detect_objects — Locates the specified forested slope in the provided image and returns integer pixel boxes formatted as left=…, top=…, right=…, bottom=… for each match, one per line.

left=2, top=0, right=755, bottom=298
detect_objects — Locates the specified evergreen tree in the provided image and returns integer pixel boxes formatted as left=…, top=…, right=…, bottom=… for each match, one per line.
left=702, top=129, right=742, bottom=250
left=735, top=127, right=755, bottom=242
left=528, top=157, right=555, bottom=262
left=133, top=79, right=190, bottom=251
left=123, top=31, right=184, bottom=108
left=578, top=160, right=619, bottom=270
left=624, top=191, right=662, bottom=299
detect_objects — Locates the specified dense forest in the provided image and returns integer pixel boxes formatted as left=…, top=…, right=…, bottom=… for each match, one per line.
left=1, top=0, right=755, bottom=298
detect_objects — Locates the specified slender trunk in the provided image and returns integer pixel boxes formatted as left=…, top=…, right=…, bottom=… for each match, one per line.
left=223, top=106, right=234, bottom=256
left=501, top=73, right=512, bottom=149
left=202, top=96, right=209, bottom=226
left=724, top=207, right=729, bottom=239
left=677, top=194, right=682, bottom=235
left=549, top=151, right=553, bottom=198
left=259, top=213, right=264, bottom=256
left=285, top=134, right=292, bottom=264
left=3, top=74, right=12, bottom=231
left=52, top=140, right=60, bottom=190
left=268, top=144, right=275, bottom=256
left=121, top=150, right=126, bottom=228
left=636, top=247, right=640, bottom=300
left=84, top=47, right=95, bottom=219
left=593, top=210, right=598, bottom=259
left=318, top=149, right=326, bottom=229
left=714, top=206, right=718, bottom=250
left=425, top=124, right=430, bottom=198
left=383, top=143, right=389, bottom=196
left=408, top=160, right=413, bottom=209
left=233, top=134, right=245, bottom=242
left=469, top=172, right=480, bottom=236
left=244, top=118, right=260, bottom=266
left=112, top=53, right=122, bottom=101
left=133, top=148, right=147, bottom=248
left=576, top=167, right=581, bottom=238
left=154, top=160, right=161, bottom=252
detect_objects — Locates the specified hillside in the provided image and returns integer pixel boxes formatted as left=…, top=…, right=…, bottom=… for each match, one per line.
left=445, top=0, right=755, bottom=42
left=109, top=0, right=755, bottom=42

-*-

DIRECTIONS FOR THIS TASK: Give the data again, exactly as written.

RESPONSE:
detect_objects — Locates the specified forested slope in the provided image and returns integer pixel boxes formatted as left=…, top=…, right=…, bottom=… for each match, one per line.

left=2, top=0, right=755, bottom=298
detect_objects — Locates the specified evergreen tree in the provided image and returns integer pixel boxes formatted as left=…, top=…, right=…, bottom=… for each match, one per line.
left=702, top=129, right=742, bottom=250
left=735, top=127, right=755, bottom=242
left=528, top=157, right=555, bottom=262
left=133, top=79, right=190, bottom=251
left=123, top=31, right=184, bottom=108
left=578, top=160, right=619, bottom=270
left=624, top=191, right=662, bottom=299
detect_objects — Locates the specified dense forest in the provided image and returns integer pixel boxes formatted as left=…, top=…, right=…, bottom=… for each match, one per line.
left=1, top=0, right=755, bottom=298
detect_objects — Locates the specified slender trunk in the provided image and returns integer pixel boxes formatted as left=…, top=…, right=…, bottom=… for each match, one per line.
left=223, top=106, right=234, bottom=256
left=501, top=73, right=512, bottom=149
left=202, top=96, right=209, bottom=226
left=724, top=207, right=729, bottom=239
left=677, top=194, right=682, bottom=235
left=549, top=151, right=553, bottom=198
left=259, top=213, right=264, bottom=256
left=285, top=134, right=292, bottom=264
left=3, top=74, right=12, bottom=231
left=52, top=140, right=60, bottom=190
left=268, top=144, right=275, bottom=256
left=121, top=150, right=126, bottom=228
left=636, top=247, right=640, bottom=300
left=84, top=47, right=95, bottom=219
left=593, top=210, right=598, bottom=259
left=318, top=149, right=326, bottom=229
left=714, top=206, right=718, bottom=250
left=425, top=124, right=430, bottom=198
left=383, top=143, right=389, bottom=196
left=408, top=160, right=413, bottom=209
left=233, top=134, right=245, bottom=242
left=469, top=172, right=480, bottom=236
left=244, top=118, right=260, bottom=266
left=112, top=53, right=122, bottom=101
left=133, top=148, right=147, bottom=248
left=576, top=167, right=581, bottom=238
left=154, top=160, right=161, bottom=252
detect_objects — Locates the specified hillside in the provided image and returns integer pixel boxes formatted as left=…, top=…, right=…, bottom=… for each match, one per line.
left=445, top=0, right=755, bottom=42
left=109, top=0, right=755, bottom=42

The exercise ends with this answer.